[[ DATA SUPPLIED open ]]

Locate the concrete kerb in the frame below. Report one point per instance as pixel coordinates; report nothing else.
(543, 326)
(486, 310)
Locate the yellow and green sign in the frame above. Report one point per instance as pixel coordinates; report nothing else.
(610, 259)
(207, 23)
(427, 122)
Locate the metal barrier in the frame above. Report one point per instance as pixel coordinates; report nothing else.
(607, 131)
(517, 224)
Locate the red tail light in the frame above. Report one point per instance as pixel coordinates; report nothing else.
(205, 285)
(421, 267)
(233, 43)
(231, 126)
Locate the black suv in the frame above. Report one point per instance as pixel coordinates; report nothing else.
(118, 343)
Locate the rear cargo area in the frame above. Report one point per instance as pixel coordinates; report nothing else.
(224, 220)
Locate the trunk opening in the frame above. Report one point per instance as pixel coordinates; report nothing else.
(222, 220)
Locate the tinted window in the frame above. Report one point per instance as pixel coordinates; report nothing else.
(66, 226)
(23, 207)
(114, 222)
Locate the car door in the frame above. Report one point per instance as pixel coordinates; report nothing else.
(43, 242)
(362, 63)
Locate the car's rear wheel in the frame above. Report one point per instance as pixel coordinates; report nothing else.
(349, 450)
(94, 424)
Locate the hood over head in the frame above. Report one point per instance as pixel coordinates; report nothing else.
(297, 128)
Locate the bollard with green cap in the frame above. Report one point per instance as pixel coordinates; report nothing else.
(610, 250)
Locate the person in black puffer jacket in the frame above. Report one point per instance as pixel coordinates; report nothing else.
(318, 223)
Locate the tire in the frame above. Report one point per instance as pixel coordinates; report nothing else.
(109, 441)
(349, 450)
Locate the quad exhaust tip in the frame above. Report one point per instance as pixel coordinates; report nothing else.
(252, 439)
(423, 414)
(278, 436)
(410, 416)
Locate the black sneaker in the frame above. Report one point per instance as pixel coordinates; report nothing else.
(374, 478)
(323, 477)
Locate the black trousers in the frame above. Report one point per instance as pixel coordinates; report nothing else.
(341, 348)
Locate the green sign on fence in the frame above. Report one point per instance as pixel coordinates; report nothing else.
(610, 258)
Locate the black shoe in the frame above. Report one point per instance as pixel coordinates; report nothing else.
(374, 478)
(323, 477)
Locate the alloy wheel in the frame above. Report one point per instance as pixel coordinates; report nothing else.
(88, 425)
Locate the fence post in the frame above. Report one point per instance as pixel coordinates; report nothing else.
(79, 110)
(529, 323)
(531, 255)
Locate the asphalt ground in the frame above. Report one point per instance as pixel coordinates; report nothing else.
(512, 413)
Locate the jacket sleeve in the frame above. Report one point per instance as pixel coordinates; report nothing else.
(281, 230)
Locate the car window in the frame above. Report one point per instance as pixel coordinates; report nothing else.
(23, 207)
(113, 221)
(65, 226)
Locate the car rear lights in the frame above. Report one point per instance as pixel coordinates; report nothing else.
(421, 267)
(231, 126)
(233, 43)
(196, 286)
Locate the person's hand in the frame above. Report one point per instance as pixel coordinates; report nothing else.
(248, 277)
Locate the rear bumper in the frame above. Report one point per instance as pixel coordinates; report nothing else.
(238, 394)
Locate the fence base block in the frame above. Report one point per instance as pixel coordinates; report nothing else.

[[ DATA SUPPLIED closed ]]

#### [WORK INSTRUCTION]
Return all data verbatim.

#### [SOLVED EXERCISE]
Locate the concrete kerb in the frame below. Report one point per instance as pixel coordinates; report nothing else.
(543, 326)
(486, 310)
Locate the yellow and green sign in the frame above. Report one point per instance as pixel coordinates; report nothing else.
(610, 259)
(207, 23)
(427, 122)
Locate the metal barrier in the frame above. Report one point per instance as pixel coordinates; report nothing else.
(607, 131)
(517, 224)
Locate the red tail light in the frame above. Report one point per instance as pixel coordinates; report nothing else.
(205, 285)
(421, 267)
(233, 43)
(231, 126)
Locate the black suv in the frame above. Report one point per instance as pixel coordinates; report nothing else.
(118, 343)
Locate the rear cargo area in the frame above. Report one point per instance as pixel coordinates; report nothing else.
(224, 220)
Locate the trunk opening in the frame above. Report one point per instance as pixel coordinates; report nothing else.
(222, 220)
Locate the tinted window in the frame above. Report one point per instance as pixel coordinates; report nothing else.
(66, 226)
(23, 207)
(114, 222)
Locate the car door in the frame above. Report one point per instance as pixel coordinates; report nothing else.
(43, 242)
(362, 63)
Locate the car's rear wheel in the frame above. Report one point per instance as pixel coordinates; report nothing else.
(349, 450)
(94, 424)
Locate the hood over head in the frame above. Report one point per instance as pixel coordinates; report nothing else.
(297, 128)
Locate the bollard with green cap in the frame above. Report one point per instance as pixel coordinates; report nothing else.
(610, 250)
Locate the person in black puffer jacket in the frame above. Report one point per instance as pixel coordinates; report nothing else.
(318, 223)
Locate the tire in the frame above. Report one point per instance as pixel coordinates; report nothing else.
(109, 441)
(349, 450)
Locate the quad exhaust tip in the frame above. Report one point per instance as pixel coordinates; report nothing else.
(252, 439)
(423, 414)
(278, 436)
(410, 416)
Locate the black sneaker in the frame above. Report one point per instance as pixel coordinates; report nothing else.
(374, 478)
(323, 477)
Locate the black trousers in the frame above. Report one point per instance as pixel coordinates; report nothing else.
(341, 348)
Locate the green sign on fence in the frame above. Report one point per instance as pixel coordinates; report nothing else.
(610, 258)
Locate the black shoe in the frame above. Report one point per instance as pixel coordinates; report nothing else.
(374, 478)
(323, 477)
Locate the alloy wheel in the frame above. Report one point per instance as pixel coordinates; report nothing else.
(88, 425)
Locate the fence post in the frame above. Report one point per instance as pixel coordinates; report nothing else.
(79, 110)
(529, 323)
(531, 255)
Locate the asphalt ground in the frame above. Report one point per instance as pixel coordinates; report nothing else.
(512, 413)
Locate the jacket sleeve in the frame above. Report one point per instance as pixel coordinates; report nothing else.
(281, 230)
Locate the car window in the frame above. Report one point per instance as pixel coordinates; report nothing else.
(23, 207)
(113, 221)
(65, 226)
Locate the car rear lights in the frame above. Report one point per instance as pixel coordinates; report nothing else.
(421, 267)
(231, 126)
(233, 43)
(196, 286)
Locate the person's hand in the frame above. Report one point per instance as pixel coordinates; report nothing else.
(248, 277)
Locate the rear bumper in the frame above. Report one point per instance as pixel coordinates; report nothing else.
(238, 394)
Locate the fence base block in the frame above. Report one point per instance as pixel coordinates; report nothing else.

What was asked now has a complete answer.